• [SHORT PROBLEM]:
Copy verbatim the rows from the line containing "target: outdoor deck railing" down to the line containing "rule: each instance of the outdoor", both included.

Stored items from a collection
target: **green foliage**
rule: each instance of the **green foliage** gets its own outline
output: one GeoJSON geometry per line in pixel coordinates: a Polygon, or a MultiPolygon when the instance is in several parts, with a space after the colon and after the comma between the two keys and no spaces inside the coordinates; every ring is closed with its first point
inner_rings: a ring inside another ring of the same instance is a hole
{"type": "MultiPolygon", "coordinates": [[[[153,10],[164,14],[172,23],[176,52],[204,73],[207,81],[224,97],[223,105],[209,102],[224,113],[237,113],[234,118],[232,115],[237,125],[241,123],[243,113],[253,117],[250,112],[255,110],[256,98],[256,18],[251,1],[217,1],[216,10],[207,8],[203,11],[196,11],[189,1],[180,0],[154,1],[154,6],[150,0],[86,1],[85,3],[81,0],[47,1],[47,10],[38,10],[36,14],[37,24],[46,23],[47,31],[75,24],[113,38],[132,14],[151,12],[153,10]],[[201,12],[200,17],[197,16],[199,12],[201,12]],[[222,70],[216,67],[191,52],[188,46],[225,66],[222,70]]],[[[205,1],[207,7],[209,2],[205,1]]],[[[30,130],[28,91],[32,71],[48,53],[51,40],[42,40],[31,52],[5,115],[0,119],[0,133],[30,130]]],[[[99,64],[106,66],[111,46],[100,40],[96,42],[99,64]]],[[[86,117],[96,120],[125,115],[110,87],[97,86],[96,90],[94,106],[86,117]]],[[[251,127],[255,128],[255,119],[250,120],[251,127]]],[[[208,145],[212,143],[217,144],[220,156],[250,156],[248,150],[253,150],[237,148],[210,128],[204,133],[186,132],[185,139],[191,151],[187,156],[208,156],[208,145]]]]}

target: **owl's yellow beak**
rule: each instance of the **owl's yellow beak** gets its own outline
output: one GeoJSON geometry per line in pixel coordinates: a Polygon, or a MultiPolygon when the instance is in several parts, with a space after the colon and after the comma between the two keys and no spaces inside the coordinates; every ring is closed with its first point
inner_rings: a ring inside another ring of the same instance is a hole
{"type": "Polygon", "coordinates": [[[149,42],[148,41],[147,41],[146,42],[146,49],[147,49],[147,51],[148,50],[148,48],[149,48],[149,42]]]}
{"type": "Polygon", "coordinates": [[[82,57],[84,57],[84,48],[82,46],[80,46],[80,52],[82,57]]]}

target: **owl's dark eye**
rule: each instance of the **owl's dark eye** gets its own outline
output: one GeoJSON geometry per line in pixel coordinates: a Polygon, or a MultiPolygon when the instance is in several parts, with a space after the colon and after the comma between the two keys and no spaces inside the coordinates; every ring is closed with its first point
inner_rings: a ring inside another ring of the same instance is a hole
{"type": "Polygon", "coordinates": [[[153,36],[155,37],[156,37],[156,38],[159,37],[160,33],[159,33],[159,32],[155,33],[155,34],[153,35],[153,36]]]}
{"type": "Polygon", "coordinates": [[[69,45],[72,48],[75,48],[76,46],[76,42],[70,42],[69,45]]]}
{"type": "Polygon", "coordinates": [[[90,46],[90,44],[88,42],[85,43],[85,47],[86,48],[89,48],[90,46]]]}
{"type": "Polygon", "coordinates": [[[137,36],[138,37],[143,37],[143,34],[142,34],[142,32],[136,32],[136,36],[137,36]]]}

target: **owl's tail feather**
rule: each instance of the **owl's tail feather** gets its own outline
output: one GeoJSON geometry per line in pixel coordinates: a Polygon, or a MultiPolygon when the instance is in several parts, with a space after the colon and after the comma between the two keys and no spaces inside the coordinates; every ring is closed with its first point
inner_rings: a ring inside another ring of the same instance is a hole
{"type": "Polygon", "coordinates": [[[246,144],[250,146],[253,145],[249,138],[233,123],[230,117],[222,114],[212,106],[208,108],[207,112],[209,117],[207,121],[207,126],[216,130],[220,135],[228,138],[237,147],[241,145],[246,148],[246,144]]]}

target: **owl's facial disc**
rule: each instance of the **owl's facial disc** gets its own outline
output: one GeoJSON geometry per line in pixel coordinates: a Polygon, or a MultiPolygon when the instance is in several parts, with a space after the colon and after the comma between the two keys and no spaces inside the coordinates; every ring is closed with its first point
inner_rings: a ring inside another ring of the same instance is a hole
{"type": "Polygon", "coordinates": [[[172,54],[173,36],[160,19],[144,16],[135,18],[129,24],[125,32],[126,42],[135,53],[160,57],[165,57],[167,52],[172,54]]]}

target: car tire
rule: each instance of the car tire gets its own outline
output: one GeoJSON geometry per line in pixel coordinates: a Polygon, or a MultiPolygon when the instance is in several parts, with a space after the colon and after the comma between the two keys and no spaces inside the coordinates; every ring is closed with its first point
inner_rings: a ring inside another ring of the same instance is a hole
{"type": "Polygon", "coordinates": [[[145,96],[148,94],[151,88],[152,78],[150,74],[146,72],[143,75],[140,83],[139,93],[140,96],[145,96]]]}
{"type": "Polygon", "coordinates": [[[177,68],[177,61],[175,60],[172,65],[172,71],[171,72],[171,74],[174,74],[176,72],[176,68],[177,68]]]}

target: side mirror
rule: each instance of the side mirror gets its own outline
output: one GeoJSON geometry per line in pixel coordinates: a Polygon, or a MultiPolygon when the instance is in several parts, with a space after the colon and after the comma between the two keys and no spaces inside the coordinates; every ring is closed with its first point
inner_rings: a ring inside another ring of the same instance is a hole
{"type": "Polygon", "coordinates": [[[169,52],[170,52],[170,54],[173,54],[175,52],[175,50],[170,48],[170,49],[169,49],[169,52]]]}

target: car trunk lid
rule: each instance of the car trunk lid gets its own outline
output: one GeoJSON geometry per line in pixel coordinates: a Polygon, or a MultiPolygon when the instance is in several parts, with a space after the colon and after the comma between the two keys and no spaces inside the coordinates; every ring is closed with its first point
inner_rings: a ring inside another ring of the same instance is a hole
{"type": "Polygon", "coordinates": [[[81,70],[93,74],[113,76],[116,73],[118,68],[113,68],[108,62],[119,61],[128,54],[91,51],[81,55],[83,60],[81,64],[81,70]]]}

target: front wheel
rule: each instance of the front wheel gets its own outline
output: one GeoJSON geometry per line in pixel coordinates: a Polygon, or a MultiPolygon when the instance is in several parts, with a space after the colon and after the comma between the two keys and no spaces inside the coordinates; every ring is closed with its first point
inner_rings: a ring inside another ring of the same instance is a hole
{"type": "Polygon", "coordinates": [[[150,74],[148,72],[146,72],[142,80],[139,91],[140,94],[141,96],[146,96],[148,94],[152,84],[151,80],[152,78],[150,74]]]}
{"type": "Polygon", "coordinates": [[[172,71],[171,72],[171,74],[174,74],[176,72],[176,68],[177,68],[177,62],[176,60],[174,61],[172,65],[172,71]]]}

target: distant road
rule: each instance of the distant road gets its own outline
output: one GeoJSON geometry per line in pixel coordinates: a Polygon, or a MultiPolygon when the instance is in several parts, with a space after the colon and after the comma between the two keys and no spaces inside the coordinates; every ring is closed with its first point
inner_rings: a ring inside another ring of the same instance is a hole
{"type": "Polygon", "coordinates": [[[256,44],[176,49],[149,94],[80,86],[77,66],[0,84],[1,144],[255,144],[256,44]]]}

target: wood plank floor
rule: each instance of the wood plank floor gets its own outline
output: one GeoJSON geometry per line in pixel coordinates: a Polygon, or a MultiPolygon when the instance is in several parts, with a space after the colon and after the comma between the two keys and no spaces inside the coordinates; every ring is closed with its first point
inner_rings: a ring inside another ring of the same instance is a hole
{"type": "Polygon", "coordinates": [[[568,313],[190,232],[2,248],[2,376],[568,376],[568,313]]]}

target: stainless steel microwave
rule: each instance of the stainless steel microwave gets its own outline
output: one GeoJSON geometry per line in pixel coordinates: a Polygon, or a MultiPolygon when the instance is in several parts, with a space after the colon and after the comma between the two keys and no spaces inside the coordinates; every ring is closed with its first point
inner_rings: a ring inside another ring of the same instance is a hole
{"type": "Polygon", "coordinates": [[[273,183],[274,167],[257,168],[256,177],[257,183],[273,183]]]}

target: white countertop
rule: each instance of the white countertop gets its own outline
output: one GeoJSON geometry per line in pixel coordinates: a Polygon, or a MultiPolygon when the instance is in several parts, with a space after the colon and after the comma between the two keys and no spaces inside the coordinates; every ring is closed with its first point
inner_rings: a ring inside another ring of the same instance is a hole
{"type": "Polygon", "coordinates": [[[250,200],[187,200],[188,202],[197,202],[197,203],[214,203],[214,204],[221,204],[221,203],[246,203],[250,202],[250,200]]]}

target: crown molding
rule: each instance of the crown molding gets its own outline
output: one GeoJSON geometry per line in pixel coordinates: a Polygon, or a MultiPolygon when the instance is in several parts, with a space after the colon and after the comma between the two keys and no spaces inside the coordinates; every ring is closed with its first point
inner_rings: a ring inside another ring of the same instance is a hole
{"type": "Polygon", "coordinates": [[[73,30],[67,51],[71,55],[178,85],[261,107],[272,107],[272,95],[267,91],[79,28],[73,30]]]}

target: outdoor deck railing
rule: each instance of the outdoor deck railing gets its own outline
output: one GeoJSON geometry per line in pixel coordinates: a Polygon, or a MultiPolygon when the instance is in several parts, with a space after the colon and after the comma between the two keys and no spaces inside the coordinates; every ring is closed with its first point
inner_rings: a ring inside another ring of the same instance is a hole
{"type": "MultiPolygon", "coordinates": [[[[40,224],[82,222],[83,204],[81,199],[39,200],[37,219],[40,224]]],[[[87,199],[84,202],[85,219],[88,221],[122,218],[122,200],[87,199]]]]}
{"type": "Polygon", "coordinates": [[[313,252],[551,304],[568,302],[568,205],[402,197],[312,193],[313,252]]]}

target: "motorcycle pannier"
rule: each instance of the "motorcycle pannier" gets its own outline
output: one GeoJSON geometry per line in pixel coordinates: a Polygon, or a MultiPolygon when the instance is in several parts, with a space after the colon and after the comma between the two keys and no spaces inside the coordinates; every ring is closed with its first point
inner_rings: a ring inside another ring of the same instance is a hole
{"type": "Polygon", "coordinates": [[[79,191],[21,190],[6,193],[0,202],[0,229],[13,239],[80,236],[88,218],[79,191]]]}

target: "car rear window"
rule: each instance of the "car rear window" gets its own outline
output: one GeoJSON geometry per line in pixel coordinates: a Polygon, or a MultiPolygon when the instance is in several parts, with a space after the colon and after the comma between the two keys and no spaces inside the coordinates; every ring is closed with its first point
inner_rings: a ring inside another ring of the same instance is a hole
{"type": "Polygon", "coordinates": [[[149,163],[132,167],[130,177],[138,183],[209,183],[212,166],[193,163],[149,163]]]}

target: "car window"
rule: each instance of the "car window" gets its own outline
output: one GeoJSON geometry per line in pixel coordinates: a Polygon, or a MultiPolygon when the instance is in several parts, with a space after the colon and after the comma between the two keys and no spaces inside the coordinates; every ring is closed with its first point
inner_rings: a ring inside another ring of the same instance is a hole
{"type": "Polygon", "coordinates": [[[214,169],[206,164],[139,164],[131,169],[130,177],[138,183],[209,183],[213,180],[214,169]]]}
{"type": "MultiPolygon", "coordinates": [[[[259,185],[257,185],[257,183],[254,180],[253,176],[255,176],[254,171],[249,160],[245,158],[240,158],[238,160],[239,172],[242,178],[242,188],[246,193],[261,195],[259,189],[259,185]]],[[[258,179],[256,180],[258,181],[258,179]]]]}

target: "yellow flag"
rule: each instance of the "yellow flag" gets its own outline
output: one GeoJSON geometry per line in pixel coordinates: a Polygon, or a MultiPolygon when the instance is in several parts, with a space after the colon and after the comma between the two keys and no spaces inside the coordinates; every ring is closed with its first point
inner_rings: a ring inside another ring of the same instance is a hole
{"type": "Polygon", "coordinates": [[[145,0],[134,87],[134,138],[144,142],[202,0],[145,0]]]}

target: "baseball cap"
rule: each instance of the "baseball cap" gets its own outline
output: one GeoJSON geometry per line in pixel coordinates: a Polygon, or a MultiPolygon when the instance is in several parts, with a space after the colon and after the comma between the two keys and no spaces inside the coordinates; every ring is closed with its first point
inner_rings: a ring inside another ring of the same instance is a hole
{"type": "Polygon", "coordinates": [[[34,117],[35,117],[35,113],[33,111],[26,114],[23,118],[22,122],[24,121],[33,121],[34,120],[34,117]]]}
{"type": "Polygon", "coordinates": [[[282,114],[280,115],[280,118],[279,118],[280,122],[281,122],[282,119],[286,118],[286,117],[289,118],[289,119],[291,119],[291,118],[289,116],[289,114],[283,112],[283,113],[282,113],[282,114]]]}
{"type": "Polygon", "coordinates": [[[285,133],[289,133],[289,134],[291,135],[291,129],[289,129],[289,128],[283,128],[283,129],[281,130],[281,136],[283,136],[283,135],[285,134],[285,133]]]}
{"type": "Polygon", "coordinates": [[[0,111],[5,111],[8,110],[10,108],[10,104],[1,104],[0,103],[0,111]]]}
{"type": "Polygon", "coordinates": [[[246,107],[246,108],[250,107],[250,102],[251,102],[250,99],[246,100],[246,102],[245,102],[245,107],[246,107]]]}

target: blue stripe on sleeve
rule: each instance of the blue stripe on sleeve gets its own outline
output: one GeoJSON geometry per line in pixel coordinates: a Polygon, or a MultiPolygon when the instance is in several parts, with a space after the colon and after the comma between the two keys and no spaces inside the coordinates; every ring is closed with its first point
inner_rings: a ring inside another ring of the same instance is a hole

• [WRITTEN SOLUTION]:
target: outdoor deck railing
rule: each instance of the outdoor deck railing gets its own outline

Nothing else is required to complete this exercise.